本文 -

════════════════

沢を長い橋で越える、ここから布奴加里山への道が分岐する
崖崩れのギャップを越える
打ち捨てられたオートバイ
武神駐在所跡
ここから白石吊橋まで約1kmの距離だ。すでに二時間ほど休みらしい休みを取っていないが、メンバーは大丈夫ということで、そのまま進む。日没時間を考えると、今回は白石駐在所跡へは行くのは難しい。少なくとも白石吊橋までは行きたい。12時39分、今までによりさらに規模の大きい崖崩れ部分に来る。木々がないので、谷の向こうに白石吊橋が見える。登山者がちょうど橋を渡っている。ザレ場を横切り小沢にそって下がる。降りた先に半分流されて残っている橋がある。少し登り返し進む。その先も道は流されて木々が倒れている。枝を乗り越え進む。13時5分、長い木製梯子の上部に来る。ここは、以前に道が崩れた場所で補修されている。大人数のパーティとすれ違う。横木で補強された階段道を登り下りする。木製の大きな梯子を登りきり、13時23分、白石吊橋のたもとに着く。ここまで10km、約3時間半の道のりであった。

════════════════

課題 1 - 本文によると、白石吊橋のたもとに着いたのは何時何分ですか。
課題 2 - 本文のうち、「沢を長い橋で越える、ここから布奴加里山への道が分岐する」から「約3時間半の道のりであった。」までの部分を、終わりの語句も含めて正確に書き写してください。

════════════════

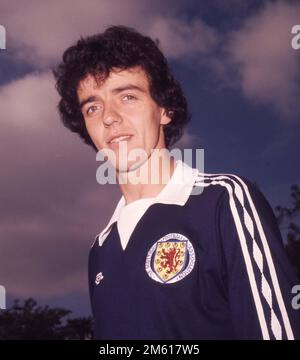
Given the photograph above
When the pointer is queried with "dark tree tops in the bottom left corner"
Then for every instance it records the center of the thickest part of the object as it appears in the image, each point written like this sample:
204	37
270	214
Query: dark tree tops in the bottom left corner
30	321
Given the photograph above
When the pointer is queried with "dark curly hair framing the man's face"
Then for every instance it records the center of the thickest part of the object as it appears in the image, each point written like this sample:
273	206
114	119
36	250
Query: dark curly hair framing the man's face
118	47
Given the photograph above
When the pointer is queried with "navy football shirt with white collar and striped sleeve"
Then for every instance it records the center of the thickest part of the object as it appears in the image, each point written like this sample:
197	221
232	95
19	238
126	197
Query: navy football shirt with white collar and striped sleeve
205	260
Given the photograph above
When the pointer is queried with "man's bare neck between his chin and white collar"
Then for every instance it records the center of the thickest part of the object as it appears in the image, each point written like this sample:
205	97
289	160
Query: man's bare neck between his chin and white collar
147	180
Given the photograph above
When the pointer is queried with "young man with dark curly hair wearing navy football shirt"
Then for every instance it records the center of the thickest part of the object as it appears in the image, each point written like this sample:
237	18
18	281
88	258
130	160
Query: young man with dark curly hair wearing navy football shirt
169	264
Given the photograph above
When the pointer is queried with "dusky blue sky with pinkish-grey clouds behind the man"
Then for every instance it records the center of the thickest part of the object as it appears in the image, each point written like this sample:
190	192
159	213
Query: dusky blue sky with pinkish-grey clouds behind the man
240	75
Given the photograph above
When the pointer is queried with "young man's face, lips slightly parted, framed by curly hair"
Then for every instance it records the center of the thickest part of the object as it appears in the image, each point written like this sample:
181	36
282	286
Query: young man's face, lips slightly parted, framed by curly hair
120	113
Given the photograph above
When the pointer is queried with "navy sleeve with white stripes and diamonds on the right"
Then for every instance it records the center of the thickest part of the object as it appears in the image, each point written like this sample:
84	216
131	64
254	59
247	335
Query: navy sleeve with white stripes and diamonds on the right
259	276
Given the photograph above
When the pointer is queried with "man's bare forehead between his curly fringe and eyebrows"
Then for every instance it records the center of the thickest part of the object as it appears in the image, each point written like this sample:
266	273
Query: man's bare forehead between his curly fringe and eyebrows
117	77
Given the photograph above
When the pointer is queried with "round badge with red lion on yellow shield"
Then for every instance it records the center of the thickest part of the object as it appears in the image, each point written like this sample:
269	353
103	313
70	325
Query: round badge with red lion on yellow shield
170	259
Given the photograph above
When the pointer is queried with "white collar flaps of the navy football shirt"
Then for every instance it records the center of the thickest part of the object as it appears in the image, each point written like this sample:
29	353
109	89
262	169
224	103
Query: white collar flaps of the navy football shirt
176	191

════════════════

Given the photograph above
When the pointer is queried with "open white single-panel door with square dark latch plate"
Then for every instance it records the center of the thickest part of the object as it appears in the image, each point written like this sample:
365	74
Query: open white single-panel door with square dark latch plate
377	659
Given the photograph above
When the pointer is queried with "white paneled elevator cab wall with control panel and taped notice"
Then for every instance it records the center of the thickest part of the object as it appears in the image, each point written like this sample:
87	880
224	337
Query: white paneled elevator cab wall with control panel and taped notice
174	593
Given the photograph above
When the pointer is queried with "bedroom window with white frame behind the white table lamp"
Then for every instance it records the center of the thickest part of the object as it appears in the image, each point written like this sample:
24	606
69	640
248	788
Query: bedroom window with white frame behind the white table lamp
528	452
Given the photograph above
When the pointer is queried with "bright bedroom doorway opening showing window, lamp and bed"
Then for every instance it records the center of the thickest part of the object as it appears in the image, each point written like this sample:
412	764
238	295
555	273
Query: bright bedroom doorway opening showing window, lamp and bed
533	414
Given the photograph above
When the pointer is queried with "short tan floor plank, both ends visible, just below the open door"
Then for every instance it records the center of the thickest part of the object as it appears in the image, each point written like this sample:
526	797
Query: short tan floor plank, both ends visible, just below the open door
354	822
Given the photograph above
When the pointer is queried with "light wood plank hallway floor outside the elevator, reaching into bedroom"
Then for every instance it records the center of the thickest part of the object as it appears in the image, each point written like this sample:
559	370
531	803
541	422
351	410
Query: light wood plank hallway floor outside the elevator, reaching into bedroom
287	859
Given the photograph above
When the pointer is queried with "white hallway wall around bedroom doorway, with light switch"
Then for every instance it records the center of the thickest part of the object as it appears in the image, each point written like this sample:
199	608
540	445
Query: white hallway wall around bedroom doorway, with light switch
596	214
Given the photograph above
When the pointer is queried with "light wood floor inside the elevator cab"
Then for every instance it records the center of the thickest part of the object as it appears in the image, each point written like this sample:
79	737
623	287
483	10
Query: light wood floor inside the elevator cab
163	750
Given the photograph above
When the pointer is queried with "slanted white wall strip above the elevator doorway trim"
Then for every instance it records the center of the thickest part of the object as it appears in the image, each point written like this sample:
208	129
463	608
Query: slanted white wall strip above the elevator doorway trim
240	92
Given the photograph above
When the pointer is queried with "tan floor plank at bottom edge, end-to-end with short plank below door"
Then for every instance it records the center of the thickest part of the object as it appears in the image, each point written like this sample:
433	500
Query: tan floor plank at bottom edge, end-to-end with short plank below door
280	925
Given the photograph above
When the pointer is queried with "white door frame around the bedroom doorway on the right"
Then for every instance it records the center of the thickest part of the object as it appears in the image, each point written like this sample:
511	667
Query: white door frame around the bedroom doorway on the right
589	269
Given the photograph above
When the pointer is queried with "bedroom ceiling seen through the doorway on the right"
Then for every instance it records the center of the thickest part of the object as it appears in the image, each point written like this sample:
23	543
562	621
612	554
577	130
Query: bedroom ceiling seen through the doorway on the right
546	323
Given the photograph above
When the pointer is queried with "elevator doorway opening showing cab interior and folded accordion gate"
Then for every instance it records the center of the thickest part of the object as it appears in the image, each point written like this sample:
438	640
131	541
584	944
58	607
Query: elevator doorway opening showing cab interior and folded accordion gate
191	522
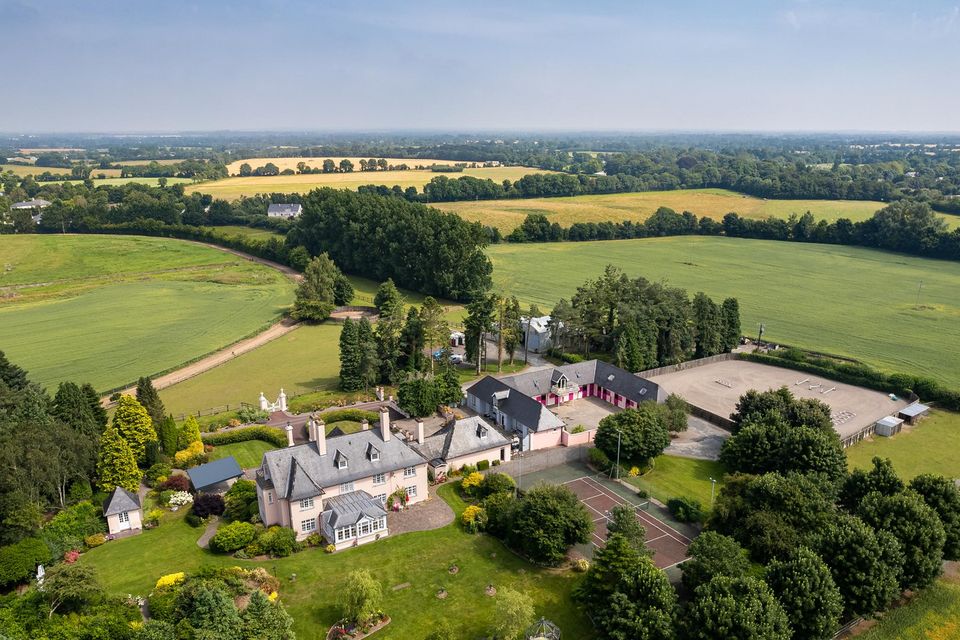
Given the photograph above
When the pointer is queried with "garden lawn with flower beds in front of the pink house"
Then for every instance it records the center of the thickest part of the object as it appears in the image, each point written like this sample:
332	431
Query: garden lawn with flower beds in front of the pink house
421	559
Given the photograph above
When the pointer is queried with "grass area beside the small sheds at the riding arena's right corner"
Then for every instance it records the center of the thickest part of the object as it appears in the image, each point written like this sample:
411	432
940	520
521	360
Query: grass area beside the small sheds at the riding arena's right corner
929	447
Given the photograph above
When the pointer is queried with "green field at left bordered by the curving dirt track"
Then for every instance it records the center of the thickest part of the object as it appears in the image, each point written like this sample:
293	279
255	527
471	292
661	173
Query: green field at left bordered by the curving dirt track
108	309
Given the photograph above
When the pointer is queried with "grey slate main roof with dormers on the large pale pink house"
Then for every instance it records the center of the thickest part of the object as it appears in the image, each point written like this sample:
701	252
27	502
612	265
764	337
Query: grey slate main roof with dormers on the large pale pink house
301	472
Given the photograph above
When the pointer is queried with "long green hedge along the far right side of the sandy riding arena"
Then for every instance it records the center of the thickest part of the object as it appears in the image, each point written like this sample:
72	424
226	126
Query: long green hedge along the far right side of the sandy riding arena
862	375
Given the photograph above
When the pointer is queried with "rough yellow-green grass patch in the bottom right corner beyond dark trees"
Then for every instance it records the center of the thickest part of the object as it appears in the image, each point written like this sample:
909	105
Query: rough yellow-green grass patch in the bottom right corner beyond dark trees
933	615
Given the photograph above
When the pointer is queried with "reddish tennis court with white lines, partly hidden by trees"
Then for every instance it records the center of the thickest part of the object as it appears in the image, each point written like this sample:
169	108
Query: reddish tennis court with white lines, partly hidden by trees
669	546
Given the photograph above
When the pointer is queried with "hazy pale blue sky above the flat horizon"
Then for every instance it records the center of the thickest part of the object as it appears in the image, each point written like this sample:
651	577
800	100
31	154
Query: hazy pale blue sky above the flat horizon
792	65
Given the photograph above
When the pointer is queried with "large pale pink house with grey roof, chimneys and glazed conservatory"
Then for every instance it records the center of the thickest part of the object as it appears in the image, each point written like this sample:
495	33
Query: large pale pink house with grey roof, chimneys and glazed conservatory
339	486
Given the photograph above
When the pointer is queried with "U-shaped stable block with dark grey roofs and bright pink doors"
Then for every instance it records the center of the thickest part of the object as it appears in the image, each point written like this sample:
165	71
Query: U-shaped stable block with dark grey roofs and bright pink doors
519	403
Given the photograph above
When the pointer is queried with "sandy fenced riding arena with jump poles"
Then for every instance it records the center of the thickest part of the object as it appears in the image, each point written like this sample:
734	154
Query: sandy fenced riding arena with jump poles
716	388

════════════════

解答 1 - 白石吊橋のたもとに着いたのは13時23分です。

解答 2 -
沢を長い橋で越える、ここから布奴加里山への道が分岐する
崖崩れのギャップを越える
打ち捨てられたオートバイ
武神駐在所跡
ここから白石吊橋まで約1kmの距離だ。すでに二時間ほど休みらしい休みを取っていないが、メンバーは大丈夫ということで、そのまま進む。日没時間を考えると、今回は白石駐在所跡へは行くのは難しい。少なくとも白石吊橋までは行きたい。12時39分、今までによりさらに規模の大きい崖崩れ部分に来る。木々がないので、谷の向こうに白石吊橋が見える。登山者がちょうど橋を渡っている。ザレ場を横切り小沢にそって下がる。降りた先に半分流されて残っている橋がある。少し登り返し進む。その先も道は流されて木々が倒れている。枝を乗り越え進む。13時5分、長い木製梯子の上部に来る。ここは、以前に道が崩れた場所で補修されている。大人数のパーティとすれ違う。横木で補強された階段道を登り下りする。木製の大きな梯子を登りきり、13時23分、白石吊橋のたもとに着く。ここまで10km、約3時間半の道のりであった。